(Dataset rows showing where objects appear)
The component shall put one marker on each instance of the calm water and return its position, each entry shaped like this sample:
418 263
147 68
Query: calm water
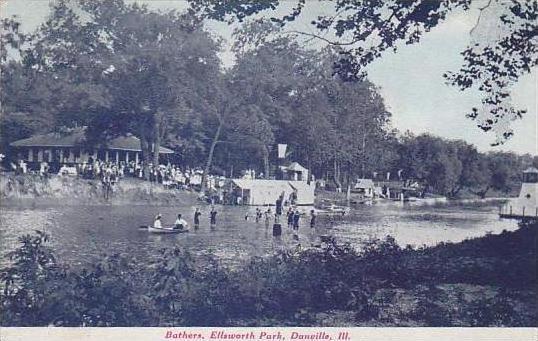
82 233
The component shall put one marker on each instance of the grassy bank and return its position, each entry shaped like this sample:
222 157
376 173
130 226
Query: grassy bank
33 188
488 281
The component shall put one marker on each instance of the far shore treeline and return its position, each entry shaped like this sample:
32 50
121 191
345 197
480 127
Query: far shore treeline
121 68
487 281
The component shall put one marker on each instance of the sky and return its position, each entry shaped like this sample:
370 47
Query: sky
409 80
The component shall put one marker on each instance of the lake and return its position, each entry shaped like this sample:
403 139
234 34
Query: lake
80 234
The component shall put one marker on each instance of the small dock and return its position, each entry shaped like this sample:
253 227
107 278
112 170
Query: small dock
515 211
524 207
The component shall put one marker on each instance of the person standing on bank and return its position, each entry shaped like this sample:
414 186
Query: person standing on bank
180 223
290 218
197 215
268 215
296 217
213 217
258 215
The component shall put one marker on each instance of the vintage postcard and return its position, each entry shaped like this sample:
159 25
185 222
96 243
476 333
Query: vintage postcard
268 170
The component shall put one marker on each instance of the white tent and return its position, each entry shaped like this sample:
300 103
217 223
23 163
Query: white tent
266 192
305 192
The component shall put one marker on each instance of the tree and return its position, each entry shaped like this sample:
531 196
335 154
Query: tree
364 30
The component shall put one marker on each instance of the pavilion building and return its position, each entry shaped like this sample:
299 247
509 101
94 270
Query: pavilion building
70 147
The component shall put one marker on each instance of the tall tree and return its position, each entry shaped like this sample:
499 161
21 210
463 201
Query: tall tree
366 29
152 68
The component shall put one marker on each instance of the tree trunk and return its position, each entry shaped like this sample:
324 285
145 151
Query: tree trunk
265 152
337 174
156 144
210 157
145 147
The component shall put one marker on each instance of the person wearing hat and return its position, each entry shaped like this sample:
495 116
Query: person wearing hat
157 222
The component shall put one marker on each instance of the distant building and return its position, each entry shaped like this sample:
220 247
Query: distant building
295 172
70 147
525 206
266 192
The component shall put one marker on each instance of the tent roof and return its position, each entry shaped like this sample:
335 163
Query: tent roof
260 183
76 138
531 170
296 167
364 183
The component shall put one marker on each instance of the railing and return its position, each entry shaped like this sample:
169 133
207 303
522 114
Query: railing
515 211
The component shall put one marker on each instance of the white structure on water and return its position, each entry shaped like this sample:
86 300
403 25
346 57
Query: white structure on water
266 192
525 206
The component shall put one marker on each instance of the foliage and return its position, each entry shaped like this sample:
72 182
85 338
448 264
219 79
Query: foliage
364 31
291 286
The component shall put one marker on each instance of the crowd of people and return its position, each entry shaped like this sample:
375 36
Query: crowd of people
181 224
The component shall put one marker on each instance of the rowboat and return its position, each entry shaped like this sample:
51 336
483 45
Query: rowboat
164 230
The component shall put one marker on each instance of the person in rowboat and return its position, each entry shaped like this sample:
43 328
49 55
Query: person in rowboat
180 223
157 222
197 215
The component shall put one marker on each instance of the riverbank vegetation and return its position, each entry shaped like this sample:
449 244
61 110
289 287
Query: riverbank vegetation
488 281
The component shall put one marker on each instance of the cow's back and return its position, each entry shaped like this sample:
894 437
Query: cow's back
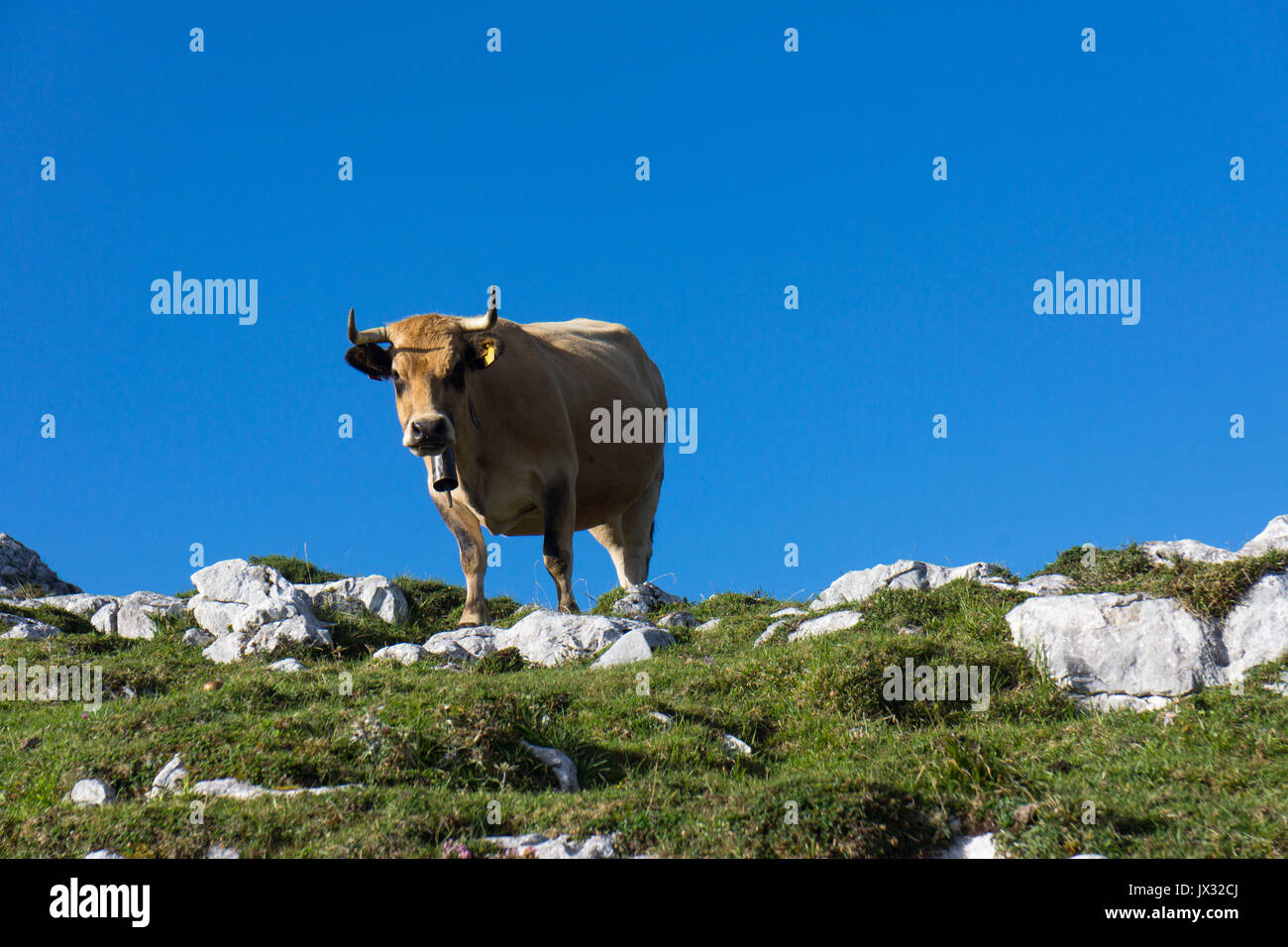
597 363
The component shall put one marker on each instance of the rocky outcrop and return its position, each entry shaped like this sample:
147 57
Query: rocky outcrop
404 654
558 763
906 574
16 626
133 615
21 566
372 594
635 646
644 598
545 637
562 847
1132 651
253 609
1274 536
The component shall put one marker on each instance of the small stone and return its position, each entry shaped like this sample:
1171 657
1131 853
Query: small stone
833 621
404 654
168 779
733 745
634 646
197 637
559 763
91 792
1025 813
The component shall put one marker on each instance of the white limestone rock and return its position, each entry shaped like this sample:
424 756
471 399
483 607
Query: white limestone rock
769 634
91 792
1274 536
1162 552
168 780
373 594
1117 651
230 788
559 763
1256 630
906 574
464 643
825 624
197 637
643 598
78 603
254 607
553 638
971 847
635 646
562 847
735 746
18 628
22 566
404 654
132 616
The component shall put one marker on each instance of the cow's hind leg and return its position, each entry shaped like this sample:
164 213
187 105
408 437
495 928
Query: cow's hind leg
561 515
469 536
629 538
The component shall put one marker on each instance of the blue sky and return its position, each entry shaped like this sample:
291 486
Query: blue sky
767 169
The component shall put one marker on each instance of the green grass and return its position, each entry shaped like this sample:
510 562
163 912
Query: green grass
863 777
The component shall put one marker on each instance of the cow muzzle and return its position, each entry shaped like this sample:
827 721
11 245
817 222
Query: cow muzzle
429 436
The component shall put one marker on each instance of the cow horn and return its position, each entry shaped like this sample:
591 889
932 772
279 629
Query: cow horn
477 324
368 335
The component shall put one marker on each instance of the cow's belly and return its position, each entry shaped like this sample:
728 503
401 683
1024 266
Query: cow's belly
518 510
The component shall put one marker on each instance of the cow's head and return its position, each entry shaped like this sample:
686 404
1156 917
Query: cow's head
430 361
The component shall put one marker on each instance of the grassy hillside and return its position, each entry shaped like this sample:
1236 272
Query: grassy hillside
434 748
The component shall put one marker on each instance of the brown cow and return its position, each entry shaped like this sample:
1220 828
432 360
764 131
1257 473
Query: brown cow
514 403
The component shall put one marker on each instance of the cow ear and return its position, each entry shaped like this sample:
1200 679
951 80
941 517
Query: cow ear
485 350
372 360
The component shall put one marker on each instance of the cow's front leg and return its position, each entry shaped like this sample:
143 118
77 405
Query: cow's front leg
561 514
465 527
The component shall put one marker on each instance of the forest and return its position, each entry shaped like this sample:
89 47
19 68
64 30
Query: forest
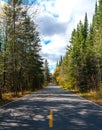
81 67
21 65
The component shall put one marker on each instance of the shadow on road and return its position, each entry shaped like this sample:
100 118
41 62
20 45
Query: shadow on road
70 112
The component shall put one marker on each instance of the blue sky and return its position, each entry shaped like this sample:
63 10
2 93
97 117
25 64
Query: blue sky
56 20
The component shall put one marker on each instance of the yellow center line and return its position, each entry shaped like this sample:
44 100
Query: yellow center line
51 118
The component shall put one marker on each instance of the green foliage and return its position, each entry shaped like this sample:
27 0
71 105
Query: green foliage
81 68
21 66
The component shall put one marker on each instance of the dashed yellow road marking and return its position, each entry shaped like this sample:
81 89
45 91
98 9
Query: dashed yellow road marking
51 118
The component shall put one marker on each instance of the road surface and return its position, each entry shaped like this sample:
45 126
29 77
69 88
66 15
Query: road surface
69 112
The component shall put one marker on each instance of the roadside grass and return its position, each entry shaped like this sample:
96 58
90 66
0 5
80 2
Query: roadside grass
92 96
9 97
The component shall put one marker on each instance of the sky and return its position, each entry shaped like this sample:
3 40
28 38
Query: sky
56 20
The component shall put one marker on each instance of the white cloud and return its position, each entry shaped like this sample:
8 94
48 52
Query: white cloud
56 22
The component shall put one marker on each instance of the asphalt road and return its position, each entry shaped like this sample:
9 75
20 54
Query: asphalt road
70 112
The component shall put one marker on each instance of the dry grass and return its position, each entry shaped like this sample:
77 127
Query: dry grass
9 97
93 96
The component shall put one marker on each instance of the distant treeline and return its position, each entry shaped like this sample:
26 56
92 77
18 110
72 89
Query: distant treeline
21 65
81 67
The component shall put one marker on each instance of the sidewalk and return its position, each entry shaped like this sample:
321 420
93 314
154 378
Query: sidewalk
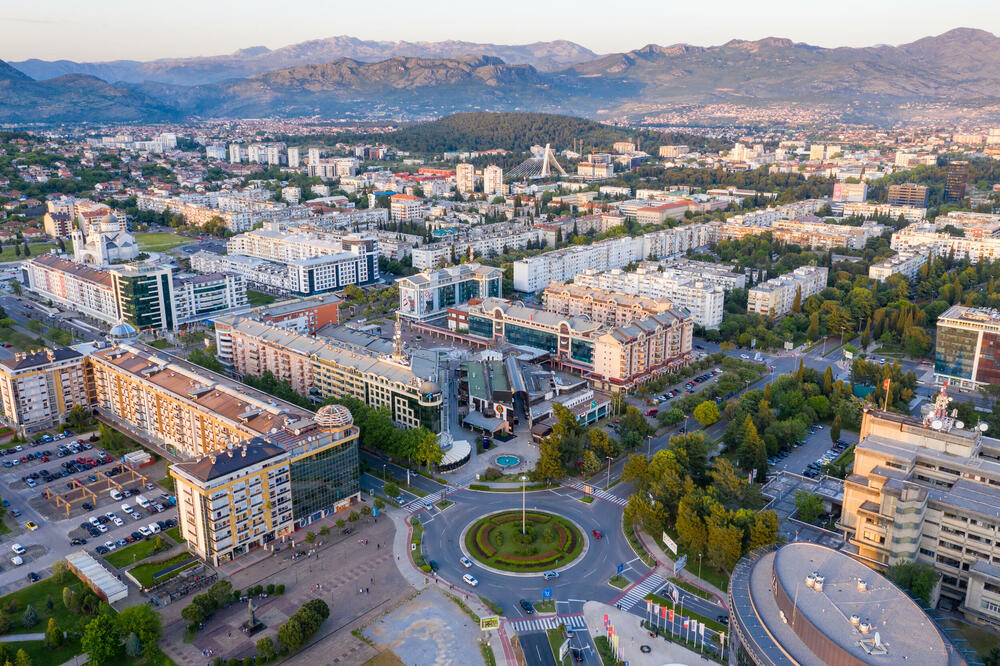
498 640
665 562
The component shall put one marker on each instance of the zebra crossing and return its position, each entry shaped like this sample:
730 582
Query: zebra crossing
648 584
431 499
599 493
575 622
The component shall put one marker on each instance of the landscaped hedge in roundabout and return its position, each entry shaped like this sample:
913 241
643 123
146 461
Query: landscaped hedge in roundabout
549 541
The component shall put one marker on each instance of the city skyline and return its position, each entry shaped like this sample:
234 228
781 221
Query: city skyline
64 30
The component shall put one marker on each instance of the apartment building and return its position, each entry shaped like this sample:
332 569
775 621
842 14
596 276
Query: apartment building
38 389
405 208
479 244
320 368
605 307
493 181
232 502
612 358
429 294
967 347
465 178
703 300
928 490
776 296
917 236
869 209
908 194
905 263
535 273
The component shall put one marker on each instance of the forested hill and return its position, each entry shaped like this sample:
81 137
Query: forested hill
519 131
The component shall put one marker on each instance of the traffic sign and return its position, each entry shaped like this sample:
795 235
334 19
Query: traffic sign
680 564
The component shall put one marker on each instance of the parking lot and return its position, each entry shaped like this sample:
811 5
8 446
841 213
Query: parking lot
83 478
817 445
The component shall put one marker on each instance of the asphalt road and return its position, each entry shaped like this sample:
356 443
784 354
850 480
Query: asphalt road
537 651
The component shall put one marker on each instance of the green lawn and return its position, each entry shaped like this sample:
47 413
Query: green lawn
129 555
36 595
259 297
160 242
144 572
10 254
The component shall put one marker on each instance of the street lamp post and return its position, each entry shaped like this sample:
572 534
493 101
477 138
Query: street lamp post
523 527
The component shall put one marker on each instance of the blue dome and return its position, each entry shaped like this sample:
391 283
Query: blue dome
123 329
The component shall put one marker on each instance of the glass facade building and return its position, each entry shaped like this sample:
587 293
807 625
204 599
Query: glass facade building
323 478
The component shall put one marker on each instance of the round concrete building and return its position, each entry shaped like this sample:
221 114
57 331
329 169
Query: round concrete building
808 604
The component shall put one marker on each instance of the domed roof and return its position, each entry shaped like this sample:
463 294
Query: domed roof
333 417
123 329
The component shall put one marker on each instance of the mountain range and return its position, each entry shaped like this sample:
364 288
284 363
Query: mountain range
962 65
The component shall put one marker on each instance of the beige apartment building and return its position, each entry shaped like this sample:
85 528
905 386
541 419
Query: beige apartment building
776 296
928 490
38 389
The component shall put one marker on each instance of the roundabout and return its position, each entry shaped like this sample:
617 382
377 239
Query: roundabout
539 541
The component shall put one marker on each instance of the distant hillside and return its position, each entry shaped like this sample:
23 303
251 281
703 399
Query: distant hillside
544 56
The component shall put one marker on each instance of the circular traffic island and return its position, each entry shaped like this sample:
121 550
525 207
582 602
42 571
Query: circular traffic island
546 542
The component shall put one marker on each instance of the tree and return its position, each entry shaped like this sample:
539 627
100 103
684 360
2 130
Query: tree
53 634
707 413
146 624
101 639
808 505
133 647
765 529
265 649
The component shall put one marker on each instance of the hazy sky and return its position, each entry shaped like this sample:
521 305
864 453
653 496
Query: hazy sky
113 29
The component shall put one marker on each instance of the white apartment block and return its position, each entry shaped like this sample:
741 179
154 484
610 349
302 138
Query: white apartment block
493 181
703 300
975 250
776 296
465 178
534 273
905 263
868 209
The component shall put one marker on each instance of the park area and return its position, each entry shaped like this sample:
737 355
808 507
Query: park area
545 542
160 242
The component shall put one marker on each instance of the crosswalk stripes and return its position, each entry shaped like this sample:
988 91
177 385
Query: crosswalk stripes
575 622
637 593
599 493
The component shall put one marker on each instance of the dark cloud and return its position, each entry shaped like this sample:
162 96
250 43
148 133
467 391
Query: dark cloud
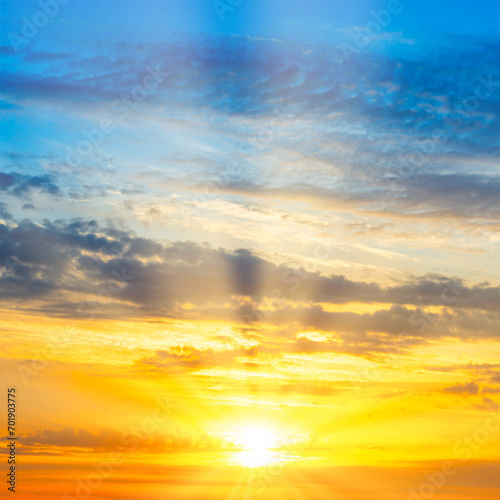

Brief >> Pull out every line of the items that contains the word "area" and copy each of those lines in full.

Exercise result >>
The component shall put one marker on each instance of the park area and return its position, each entry shaped like this sample:
Query: park area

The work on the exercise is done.